++++ DATA TO USE ++++

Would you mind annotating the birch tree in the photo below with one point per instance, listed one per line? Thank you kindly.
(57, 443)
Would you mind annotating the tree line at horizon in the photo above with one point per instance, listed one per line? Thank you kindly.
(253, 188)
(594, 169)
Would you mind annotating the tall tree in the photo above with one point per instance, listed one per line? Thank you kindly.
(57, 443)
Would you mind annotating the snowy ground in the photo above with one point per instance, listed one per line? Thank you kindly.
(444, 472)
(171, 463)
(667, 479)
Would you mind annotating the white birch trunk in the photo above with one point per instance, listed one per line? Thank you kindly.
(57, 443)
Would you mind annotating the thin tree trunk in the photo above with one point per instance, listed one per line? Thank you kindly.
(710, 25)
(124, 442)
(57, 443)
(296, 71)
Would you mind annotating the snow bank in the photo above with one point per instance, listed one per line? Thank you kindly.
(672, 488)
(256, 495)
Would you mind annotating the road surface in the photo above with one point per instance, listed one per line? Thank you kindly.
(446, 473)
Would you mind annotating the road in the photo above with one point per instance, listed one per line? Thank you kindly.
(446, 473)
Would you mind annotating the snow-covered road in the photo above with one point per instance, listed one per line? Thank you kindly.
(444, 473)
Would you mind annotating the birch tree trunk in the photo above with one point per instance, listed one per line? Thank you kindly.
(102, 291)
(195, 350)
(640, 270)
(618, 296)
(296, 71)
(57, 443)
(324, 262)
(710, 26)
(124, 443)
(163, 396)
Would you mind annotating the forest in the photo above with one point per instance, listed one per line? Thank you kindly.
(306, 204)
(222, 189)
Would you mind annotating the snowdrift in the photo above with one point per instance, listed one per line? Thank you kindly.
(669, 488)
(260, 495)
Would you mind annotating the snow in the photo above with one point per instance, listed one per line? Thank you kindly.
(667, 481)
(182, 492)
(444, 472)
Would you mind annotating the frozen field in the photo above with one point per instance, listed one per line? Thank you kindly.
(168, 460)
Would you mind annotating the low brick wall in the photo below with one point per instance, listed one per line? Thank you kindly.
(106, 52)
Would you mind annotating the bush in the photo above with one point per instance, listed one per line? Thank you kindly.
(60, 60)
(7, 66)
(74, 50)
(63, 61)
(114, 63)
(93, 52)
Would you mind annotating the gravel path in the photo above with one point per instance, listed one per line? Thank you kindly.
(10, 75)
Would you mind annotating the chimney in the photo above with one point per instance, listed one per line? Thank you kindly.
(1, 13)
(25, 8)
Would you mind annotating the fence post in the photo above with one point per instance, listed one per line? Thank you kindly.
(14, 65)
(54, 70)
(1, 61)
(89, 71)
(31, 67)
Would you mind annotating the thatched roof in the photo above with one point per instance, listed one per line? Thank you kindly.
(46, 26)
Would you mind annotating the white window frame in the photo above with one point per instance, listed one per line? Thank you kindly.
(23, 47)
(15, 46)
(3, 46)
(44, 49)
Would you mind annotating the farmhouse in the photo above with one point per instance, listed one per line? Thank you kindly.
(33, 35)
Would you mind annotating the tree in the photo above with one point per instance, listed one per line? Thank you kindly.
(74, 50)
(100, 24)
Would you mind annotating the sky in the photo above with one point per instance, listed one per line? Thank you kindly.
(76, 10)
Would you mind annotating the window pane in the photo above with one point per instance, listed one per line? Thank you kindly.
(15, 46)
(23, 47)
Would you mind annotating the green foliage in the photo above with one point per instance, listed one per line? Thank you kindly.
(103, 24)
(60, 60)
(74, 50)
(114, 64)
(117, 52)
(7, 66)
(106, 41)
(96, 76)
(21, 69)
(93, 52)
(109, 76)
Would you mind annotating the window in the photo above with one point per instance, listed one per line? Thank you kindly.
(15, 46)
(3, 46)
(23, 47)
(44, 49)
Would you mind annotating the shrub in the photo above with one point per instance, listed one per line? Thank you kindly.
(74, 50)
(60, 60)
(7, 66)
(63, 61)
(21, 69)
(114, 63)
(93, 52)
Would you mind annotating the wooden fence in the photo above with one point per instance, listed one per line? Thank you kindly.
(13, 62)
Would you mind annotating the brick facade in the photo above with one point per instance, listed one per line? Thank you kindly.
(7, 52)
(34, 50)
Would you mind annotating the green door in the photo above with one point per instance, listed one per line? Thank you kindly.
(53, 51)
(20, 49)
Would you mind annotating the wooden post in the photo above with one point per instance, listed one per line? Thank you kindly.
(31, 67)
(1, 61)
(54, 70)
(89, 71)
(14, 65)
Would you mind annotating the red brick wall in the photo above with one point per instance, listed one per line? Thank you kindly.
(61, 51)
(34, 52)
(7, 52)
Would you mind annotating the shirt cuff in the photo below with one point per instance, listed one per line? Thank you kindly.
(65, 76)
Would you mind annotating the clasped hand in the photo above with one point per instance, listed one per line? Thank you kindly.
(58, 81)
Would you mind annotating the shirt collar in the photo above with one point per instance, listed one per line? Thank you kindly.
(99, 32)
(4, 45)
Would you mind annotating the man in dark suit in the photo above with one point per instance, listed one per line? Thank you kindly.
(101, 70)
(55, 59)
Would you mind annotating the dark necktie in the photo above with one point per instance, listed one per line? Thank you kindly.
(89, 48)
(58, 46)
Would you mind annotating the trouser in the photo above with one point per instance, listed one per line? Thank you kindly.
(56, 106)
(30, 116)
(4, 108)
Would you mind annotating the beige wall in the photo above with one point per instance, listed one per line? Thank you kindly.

++++

Your task is to transcribe the listing above in full, exactly as given.

Would you mind annotating the birch tree in the photo below with one point per instance, listed one per line? Thank you kindly.
(57, 443)
Would you mind annotating the tree line at horizon in the photo above with one point per instance, listed one per line? Thank you kindly.
(253, 188)
(594, 169)
Would you mind annotating the tall tree in the photo above with one point per instance, listed one per line? Thank you kindly.
(57, 443)
Would you mind annotating the snowy ground in the photo above with one point per instance, listed one per line? Thank you kindly.
(444, 472)
(171, 463)
(667, 479)
Would you mind annotating the white birch trunk in the photo above with one point per instance, listed one per line? Thank you kindly.
(57, 443)
Would you mind annotating the thin tree trunk in the photo above with one point per instance, listed one per line? Thank you kindly.
(710, 25)
(124, 442)
(57, 443)
(296, 71)
Would you mind annotating the snow bank in the photo above with one point per instance, listed one per line? Thank you kindly.
(672, 488)
(256, 495)
Would you mind annotating the road surface in the photo above with one point per instance, listed one per line? Thank you kindly.
(446, 473)
Would you mind annotating the road in the photo above with one point per instance, listed one per line? Thank you kindly.
(446, 473)
Would you mind annotating the snow-covered road in the photo above with one point per instance, listed one per line? Thank you kindly.
(444, 473)
Would you mind annotating the birch tree trunk in the photo above with one point per instance, listed one per line? Thank you kindly.
(102, 291)
(195, 350)
(640, 270)
(618, 296)
(296, 71)
(57, 443)
(324, 262)
(710, 26)
(124, 443)
(163, 396)
Would you mind annotating the forest in the photo above with one point per instance, listed one per line? Thank you kindly.
(306, 204)
(222, 189)
Would you mind annotating the snowdrift in the photo above with one point per instance, listed one per line? Thank you kindly.
(669, 488)
(260, 495)
Would you mind annotating the snow in the photo above with one point per instance, listed one per line? Thank you kindly.
(667, 481)
(182, 492)
(444, 472)
Would you mind annotating the frozen field in the photo above with one point per instance, listed one per line? Thank you kindly.
(168, 460)
Would you mind annotating the low brick wall in the photo below with one point per instance, listed one per line? Thank you kindly.
(106, 52)
Would you mind annotating the bush in the photo above with one point per instance, listed one per line? Thank you kindly.
(60, 60)
(7, 66)
(74, 50)
(63, 61)
(114, 63)
(93, 52)
Would you mind annotating the gravel path in the photo above with one point per instance, listed one per line? Thank you kindly.
(10, 75)
Would you mind annotating the chimney in the photo above with one point per instance, listed one per line? Thank you kindly.
(1, 13)
(25, 8)
Would you mind annotating the fence post in the photo above with one point per instance, listed one per line? Thank you kindly.
(14, 65)
(54, 70)
(1, 61)
(89, 71)
(31, 67)
Would you mind annotating the thatched roof in the photo above with one point per instance, listed one per line? Thank you kindly.
(46, 26)
Would you mind annotating the white window frame in the photo above with one point per instance, listed one per line? Thank you kindly.
(23, 47)
(15, 46)
(3, 46)
(44, 49)
Would you mind annotating the farmhouse in the photo above with one point per instance, listed one per line? Thank you kindly.
(33, 35)
Would you mind annotating the tree in the photo above with one point per instance, listed one per line? Thank you kindly.
(74, 50)
(100, 24)
Would you mind annotating the sky in the photo above with one point per instance, listed one per line? Thank you kindly.
(76, 10)
Would you mind annotating the window pane in the photo above with one point per instance, listed one per line? Thank you kindly.
(15, 46)
(23, 47)
Would you mind annotating the green foliage in the photo above with one point per instance, listed one per line? Thank you kindly.
(103, 24)
(60, 60)
(74, 50)
(114, 64)
(117, 52)
(7, 66)
(106, 41)
(96, 76)
(21, 69)
(93, 52)
(109, 76)
Would you mind annotating the window in the photo above with one point per instance, listed one per line? Thank you kindly.
(15, 46)
(3, 46)
(23, 47)
(44, 49)
Would you mind annotating the shrub in the photo above with one point per instance, listed one per line? Thank you kindly.
(74, 50)
(60, 60)
(7, 66)
(63, 61)
(21, 69)
(114, 63)
(93, 52)
Would you mind annotating the wooden fence in the photo above with one point per instance, listed one per line? Thank you kindly.
(13, 62)
Would you mind annotating the brick facade in the photo above with one point per instance, listed one per line? Thank you kindly.
(7, 52)
(34, 50)
Would you mind annotating the green door in the photo above with one point per instance, listed one per line? Thank you kindly.
(53, 51)
(20, 49)
Would you mind annotating the wooden post in the photo above with one point per instance, listed one per line? Thank you kindly.
(31, 67)
(1, 61)
(54, 70)
(89, 71)
(14, 65)
Would you mind annotating the red brick wall in the photo above with one point per instance, listed one per line? Thank you kindly.
(61, 51)
(34, 52)
(7, 52)
Would you mind annotating the shirt cuff in the photo below with one point per instance, listed one per line? Thank you kindly.
(65, 76)
Would you mind annotating the clasped hand in the photo above with one point per instance, listed one per line? Thank you kindly.
(58, 81)
Would you mind annotating the shirt collar in the photo above with one point per instance, listed one per line? Thank you kindly.
(99, 32)
(4, 45)
Would you mind annotating the man in dark suit in the photo above with one point per instance, listed one per line? Thank you kindly.
(101, 70)
(55, 59)
Would you mind annotating the dark necktie in the photo above with one point per instance, listed one per line? Thank you kindly.
(89, 48)
(58, 46)
Would you mind annotating the trouser in the photo above with one point per instance, listed one per line? Thank you kindly.
(56, 106)
(30, 116)
(4, 108)
Would you mind annotating the beige wall in the photo above with one point per instance, listed one per line? Thank you kindly.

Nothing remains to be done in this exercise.